What to do:
Copy everything from the start of the material down to the line containing "pixel 593 314", switching "sample reply" to "example answer" and leaving all else unchanged.

═══ Information supplied

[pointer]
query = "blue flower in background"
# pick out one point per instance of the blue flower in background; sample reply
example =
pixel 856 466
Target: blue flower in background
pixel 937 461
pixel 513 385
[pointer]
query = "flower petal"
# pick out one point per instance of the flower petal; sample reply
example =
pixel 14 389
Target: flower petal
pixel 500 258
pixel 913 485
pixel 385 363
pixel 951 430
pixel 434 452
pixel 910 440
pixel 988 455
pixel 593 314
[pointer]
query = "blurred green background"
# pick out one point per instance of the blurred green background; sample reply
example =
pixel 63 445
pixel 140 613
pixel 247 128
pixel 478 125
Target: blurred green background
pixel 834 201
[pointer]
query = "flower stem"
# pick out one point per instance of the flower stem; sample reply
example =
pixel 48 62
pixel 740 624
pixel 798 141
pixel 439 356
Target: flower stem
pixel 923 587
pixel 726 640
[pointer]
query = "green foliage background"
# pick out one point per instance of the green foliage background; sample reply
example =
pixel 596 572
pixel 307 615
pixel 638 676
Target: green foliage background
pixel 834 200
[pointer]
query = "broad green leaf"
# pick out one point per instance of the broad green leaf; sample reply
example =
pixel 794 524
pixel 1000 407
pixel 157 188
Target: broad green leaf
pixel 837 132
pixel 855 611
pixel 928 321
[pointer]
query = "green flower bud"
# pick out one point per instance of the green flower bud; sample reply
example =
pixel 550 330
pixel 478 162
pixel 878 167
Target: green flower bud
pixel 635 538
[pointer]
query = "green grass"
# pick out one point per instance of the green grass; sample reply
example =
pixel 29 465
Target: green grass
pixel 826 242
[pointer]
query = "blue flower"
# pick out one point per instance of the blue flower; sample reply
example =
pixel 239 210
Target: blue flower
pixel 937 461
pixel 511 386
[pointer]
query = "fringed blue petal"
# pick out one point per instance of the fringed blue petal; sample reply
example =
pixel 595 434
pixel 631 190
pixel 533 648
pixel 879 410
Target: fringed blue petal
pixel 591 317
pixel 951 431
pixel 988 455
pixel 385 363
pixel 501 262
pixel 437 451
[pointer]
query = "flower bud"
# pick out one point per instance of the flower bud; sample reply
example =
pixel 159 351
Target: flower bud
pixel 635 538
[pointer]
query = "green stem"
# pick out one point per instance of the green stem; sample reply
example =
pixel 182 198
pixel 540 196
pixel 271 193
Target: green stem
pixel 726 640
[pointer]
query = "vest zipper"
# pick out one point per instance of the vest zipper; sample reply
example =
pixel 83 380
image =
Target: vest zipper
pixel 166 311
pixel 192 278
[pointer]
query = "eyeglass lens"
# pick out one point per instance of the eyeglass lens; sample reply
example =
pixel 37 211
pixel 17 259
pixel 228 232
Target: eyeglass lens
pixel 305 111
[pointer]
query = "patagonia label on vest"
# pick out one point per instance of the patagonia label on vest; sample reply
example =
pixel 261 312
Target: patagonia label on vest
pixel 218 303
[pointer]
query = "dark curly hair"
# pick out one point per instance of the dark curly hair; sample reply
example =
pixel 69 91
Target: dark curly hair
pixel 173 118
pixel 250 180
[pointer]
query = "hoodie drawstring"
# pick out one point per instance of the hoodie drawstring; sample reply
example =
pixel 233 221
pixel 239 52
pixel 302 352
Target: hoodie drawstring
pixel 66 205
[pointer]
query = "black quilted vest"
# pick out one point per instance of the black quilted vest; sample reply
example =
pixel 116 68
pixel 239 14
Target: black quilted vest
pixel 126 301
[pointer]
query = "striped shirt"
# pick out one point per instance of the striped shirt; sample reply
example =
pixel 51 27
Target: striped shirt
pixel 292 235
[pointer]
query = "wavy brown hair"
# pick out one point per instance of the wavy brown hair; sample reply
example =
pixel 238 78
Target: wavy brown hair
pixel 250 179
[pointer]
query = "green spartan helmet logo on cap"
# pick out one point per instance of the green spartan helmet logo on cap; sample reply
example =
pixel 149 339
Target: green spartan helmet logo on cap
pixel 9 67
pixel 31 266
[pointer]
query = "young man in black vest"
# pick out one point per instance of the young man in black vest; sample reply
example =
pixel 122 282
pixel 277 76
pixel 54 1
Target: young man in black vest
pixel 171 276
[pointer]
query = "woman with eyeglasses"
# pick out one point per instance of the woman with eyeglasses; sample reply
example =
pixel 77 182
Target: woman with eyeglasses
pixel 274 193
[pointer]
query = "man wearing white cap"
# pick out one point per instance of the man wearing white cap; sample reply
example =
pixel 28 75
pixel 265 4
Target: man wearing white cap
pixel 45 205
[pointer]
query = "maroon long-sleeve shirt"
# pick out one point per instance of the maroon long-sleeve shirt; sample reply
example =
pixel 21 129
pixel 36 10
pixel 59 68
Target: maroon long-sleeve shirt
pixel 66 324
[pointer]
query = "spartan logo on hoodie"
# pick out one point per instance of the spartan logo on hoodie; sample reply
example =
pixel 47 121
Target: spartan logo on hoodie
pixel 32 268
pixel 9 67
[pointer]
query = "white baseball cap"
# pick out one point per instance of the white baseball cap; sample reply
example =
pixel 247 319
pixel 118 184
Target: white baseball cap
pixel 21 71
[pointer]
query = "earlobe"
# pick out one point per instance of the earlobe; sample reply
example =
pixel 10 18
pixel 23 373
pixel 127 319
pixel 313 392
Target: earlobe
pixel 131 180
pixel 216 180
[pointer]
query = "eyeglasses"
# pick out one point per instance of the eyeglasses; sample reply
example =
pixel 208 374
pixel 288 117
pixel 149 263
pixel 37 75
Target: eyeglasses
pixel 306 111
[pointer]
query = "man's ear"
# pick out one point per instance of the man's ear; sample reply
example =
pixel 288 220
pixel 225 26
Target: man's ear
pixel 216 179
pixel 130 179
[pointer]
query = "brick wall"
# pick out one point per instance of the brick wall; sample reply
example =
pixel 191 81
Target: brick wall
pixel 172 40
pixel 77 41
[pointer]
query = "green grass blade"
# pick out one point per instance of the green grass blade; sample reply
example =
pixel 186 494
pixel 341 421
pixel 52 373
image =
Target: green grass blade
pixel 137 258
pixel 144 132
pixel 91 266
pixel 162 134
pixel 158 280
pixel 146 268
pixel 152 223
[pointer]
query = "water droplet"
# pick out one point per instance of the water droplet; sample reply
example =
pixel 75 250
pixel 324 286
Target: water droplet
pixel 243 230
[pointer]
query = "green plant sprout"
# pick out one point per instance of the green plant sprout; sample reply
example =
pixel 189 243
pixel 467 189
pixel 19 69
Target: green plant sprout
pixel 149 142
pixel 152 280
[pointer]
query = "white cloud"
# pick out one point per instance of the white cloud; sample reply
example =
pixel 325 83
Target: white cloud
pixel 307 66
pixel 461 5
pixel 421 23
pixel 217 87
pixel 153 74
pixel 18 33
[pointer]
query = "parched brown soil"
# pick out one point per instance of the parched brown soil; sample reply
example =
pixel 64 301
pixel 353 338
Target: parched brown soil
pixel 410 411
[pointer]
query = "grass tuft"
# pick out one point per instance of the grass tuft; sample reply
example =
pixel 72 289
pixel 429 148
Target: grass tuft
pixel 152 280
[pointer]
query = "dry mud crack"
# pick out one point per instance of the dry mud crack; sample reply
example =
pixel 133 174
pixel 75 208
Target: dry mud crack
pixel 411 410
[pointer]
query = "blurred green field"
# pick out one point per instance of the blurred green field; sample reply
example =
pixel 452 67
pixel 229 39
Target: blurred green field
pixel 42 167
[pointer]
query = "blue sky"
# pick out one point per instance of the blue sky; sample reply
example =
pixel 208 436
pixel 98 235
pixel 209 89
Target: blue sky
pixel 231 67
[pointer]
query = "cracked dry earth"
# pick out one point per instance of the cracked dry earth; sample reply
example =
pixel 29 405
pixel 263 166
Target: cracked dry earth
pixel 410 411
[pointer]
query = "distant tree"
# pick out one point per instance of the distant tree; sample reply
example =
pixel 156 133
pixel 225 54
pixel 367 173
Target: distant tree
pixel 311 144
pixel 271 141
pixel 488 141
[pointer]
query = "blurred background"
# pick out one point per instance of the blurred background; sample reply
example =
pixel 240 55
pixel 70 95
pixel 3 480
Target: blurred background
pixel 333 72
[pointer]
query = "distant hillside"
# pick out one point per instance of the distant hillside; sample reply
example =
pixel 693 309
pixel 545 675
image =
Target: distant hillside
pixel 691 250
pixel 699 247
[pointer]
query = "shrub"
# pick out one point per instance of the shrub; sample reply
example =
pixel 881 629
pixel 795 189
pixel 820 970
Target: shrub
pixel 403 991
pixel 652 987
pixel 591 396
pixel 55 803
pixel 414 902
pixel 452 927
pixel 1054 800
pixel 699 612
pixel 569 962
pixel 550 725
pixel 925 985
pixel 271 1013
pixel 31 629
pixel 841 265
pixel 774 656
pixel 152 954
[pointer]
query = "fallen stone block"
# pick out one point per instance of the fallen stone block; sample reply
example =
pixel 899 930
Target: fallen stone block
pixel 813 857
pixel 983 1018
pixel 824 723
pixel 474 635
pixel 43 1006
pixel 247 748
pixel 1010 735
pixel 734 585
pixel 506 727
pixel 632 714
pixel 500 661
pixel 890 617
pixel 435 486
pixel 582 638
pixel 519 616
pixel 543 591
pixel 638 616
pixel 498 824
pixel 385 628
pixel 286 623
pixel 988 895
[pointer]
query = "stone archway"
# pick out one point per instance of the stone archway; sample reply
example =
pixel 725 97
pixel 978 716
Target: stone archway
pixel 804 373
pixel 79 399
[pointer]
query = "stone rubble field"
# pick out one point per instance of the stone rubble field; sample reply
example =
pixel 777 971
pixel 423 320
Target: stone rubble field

══════

Solution:
[pointer]
query = "blue flower in background"
# pick out one point per instance of the blue flower in background; example answer
example =
pixel 856 466
Target: blue flower in background
pixel 937 461
pixel 513 385
[pointer]
query = "flower petal"
# pick out one point per instance of the flower petal; example answer
example =
pixel 14 389
Target: flower petal
pixel 500 258
pixel 913 485
pixel 385 363
pixel 951 430
pixel 434 452
pixel 910 440
pixel 988 455
pixel 593 314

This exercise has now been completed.